[START OF Reading text]

Modifications are made to certain terms to agree with the actual use in 
the Federal-aid highway program. Other definitions, such as the 
definition of a ``qualified project,'' are taken from section 1307 of 
the TEA-21.
---------------------------------------------------------------------------

    \4\ The Design-Build Manual of Practice,'' Document Number 103 
(Design-Build Definitions), is available for purchase from the 
Design-Build Institute of America, 1010 Massachusetts Avenue, N.W., 
Suite 350, Washington, D.C. 20001 ($9 for DBIA members; $12 
nonmembers). Online publication information is available at URL: 
http://www.dbia.org/pubs.
---------------------------------------------------------------------------

Section 636.106  What Type of Projects May Be Used With Design-Build 
Contracting?

[END OF Reading text]
[START OF Information provided]

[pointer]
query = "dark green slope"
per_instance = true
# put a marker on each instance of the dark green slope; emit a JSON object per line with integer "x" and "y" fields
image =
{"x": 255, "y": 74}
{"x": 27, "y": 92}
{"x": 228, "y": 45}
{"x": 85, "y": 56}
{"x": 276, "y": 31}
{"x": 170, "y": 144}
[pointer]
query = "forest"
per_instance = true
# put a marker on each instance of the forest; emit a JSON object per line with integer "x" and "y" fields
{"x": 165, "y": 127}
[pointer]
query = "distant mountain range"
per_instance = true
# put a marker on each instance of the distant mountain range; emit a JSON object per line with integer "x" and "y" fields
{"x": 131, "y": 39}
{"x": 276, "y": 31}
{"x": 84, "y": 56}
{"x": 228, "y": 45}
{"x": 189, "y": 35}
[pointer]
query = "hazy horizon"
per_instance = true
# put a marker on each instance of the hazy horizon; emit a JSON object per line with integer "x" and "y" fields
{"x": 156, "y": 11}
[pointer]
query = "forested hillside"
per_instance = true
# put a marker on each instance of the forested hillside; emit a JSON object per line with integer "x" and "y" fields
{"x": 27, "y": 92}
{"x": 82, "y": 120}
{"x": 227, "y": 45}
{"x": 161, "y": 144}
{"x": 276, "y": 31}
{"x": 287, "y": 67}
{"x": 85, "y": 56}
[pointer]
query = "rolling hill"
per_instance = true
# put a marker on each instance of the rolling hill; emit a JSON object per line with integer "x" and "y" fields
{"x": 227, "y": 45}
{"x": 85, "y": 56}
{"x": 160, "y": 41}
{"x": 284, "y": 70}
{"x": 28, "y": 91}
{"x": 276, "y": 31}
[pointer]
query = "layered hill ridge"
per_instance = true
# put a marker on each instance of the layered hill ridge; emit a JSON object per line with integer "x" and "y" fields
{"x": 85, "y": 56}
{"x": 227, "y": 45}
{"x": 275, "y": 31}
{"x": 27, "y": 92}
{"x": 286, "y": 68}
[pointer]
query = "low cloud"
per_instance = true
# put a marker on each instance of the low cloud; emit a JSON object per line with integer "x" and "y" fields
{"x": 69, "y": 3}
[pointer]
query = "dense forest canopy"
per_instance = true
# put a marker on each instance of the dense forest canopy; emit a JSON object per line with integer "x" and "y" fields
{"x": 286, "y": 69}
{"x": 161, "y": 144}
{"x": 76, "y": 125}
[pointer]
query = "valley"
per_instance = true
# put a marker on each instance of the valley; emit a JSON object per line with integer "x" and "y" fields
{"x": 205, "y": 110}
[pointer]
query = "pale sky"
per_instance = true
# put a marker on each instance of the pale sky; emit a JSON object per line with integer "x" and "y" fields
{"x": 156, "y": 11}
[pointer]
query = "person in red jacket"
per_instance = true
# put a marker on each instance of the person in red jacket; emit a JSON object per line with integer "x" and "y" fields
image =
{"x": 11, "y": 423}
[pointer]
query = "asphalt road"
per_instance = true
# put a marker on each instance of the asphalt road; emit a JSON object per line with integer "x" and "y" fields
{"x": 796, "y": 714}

[END OF Information provided]

> **Instructions to follow**
Retype the stretch of the design-build passage from "Modifications are made" through "http://www.dbia.org/pubs.". The data are not required for this work.

> **The response**
Modifications are made to certain terms to agree with the actual use in 
the Federal-aid highway program. Other definitions, such as the 
definition of a ``qualified project,'' are taken from section 1307 of 
the TEA-21.
---------------------------------------------------------------------------

    \4\ The Design-Build Manual of Practice,'' Document Number 103 
(Design-Build Definitions), is available for purchase from the 
Design-Build Institute of America, 1010 Massachusetts Avenue, N.W., 
Suite 350, Washington, D.C. 20001 ($9 for DBIA members; $12 
nonmembers). Online publication information is available at URL: 
http://www.dbia.org/pubs.